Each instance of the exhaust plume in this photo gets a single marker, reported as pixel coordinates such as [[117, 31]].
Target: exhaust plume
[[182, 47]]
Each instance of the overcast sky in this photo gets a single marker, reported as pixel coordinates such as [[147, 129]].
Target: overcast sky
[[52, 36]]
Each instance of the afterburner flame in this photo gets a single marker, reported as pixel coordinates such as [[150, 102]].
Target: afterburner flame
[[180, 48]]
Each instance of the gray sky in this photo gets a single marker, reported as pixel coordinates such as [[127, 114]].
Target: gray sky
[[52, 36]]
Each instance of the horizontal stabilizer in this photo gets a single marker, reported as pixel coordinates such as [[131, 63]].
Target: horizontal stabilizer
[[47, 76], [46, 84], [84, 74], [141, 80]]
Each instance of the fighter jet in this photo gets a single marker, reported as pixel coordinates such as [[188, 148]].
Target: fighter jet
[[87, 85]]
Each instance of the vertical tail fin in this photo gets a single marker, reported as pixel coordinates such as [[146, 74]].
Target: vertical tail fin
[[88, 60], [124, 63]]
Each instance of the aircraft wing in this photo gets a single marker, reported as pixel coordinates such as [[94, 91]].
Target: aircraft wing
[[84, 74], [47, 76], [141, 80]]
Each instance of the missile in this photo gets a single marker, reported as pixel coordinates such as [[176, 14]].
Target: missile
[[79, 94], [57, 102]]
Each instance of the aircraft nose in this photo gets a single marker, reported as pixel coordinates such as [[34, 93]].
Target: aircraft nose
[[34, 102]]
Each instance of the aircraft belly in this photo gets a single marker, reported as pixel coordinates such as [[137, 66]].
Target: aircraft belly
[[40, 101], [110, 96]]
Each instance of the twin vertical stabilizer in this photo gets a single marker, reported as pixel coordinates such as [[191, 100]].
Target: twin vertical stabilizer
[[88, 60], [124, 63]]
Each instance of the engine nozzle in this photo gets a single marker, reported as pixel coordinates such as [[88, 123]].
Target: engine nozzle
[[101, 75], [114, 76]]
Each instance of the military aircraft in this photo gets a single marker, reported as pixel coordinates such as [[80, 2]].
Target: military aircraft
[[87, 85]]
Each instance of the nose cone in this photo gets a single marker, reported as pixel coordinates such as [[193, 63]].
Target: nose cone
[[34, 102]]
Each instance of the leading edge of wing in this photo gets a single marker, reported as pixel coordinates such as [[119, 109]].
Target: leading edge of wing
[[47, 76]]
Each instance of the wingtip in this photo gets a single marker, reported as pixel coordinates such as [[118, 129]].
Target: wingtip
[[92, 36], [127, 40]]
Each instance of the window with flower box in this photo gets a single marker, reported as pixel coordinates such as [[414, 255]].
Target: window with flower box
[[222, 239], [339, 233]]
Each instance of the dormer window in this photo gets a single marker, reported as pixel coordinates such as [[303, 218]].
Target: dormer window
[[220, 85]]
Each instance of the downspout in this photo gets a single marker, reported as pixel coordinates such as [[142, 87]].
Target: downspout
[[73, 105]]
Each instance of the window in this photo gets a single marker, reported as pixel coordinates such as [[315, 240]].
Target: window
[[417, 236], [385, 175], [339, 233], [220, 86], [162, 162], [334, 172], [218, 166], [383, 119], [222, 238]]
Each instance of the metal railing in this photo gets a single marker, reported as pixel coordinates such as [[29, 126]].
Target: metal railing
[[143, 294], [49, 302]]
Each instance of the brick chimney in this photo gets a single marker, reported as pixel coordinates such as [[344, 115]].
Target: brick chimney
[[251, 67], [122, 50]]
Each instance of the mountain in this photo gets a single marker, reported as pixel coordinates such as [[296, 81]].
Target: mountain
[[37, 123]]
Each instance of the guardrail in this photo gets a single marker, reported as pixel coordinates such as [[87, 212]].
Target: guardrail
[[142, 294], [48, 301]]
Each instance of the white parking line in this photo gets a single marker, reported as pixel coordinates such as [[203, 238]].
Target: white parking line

§ **STATED GOAL**: Please reproduce all of the material above, line for line, with no changes.

§ **EXPECTED ANSWER**:
Each instance of the exhaust plume in this photo gets a single marker, reported as pixel coordinates such as [[117, 31]].
Target: exhaust plume
[[182, 47]]
Each instance of the overcast sky in this photo gets a single marker, reported as pixel coordinates such as [[147, 129]].
Target: overcast sky
[[52, 36]]
Each instance of the afterburner flame in this photo gets a single marker, reported as pixel coordinates such as [[150, 102]].
Target: afterburner flame
[[180, 48]]
Each instance of the gray sky in this photo gets a single marker, reported as pixel coordinates such as [[127, 114]].
Target: gray sky
[[52, 36]]
Each instance of the horizontal stabilizer in this photo gets a single marker, reported as pixel coordinates such as [[131, 63]].
Target: horizontal stabilizer
[[47, 76], [46, 84], [84, 74], [141, 80]]
Each instance of the fighter jet in this photo gets a single marker, reported as pixel coordinates such as [[188, 148]].
Target: fighter jet
[[87, 85]]
Each instance of the vertical tail fin in this photo gets a single marker, reported as pixel coordinates such as [[146, 74]].
Target: vertical tail fin
[[88, 60], [124, 63]]
Each instance of the aircraft wing in this photo gets a single marker, reported as pixel coordinates such as [[94, 91]].
Target: aircraft wing
[[84, 74], [47, 76], [141, 80]]
Each instance of the missile in this photo gets a single marker, reported as pixel coordinates such as [[176, 14]].
Target: missile
[[79, 94], [57, 102]]
Each instance of the aircraft nose in this photo gets a single marker, reported as pixel coordinates such as [[34, 93]].
Target: aircraft nose
[[34, 102]]
Each instance of the aircraft belly in this photo gets a single marker, reported as pixel coordinates such as [[137, 66]].
Target: aircraft belly
[[40, 101], [110, 96]]
Each instance of the twin vertical stabilizer in this photo gets a single marker, reported as pixel coordinates such as [[191, 100]].
Target: twin vertical stabilizer
[[88, 60], [124, 63]]
Each instance of the engine nozzle in this photo gets a single marker, reported as pixel coordinates such as [[88, 123]].
Target: engine nozzle
[[101, 75], [114, 76]]
Each instance of the military aircraft in this photo gets a single marker, reported as pixel coordinates such as [[80, 2]].
Target: military aircraft
[[87, 85]]
Each instance of the nose cone in this photo gets a single marker, reported as pixel coordinates such as [[193, 63]].
Target: nose cone
[[34, 102]]
Each instance of the leading edge of wing in this photo gets a single marker, reported as pixel coordinates such as [[119, 109]].
Target: leading edge of wing
[[47, 76]]
Each instance of the wingtip in this photo gets a single marker, reported as pixel coordinates such as [[118, 129]].
Target: wingtip
[[92, 36], [127, 40]]
Each instance of the window with flower box in this photo gets a single marker, reported as pixel coordinates such as [[414, 255]].
Target: window with flower box
[[222, 239], [339, 233]]
Each instance of the dormer window in this photo gets a single marker, reported as pixel coordinates such as [[303, 218]].
Target: dormer window
[[220, 85]]
Each instance of the downspout in this photo gets a single marker, reported as pixel coordinates such as [[142, 87]].
Target: downspout
[[73, 105]]
Each instance of the window in this photo gets a single marker, reported as pixel coordinates such as [[315, 240]].
Target: window
[[417, 236], [385, 175], [339, 233], [220, 86], [162, 162], [334, 172], [218, 166], [383, 119], [222, 238]]
Each instance of the metal railing in this photo gets a single marker, reported as pixel coordinates such as [[29, 126]].
Target: metal railing
[[143, 294], [49, 302]]
Each instance of the brick chimney in this photo gets a single marker, reported as pixel coordinates such as [[344, 115]].
Target: brick chimney
[[251, 67], [122, 50]]
Each instance of the mountain in this photo gets a single marker, reported as pixel coordinates such as [[296, 81]].
Target: mountain
[[37, 123]]
Each instance of the guardrail in this photo gets a single marker, reported as pixel coordinates such as [[87, 212]].
Target: guardrail
[[142, 294], [48, 301]]
Each instance of the white parking line in this photo gets a single marker, reported as pixel coordinates such as [[203, 238]].
Target: white parking line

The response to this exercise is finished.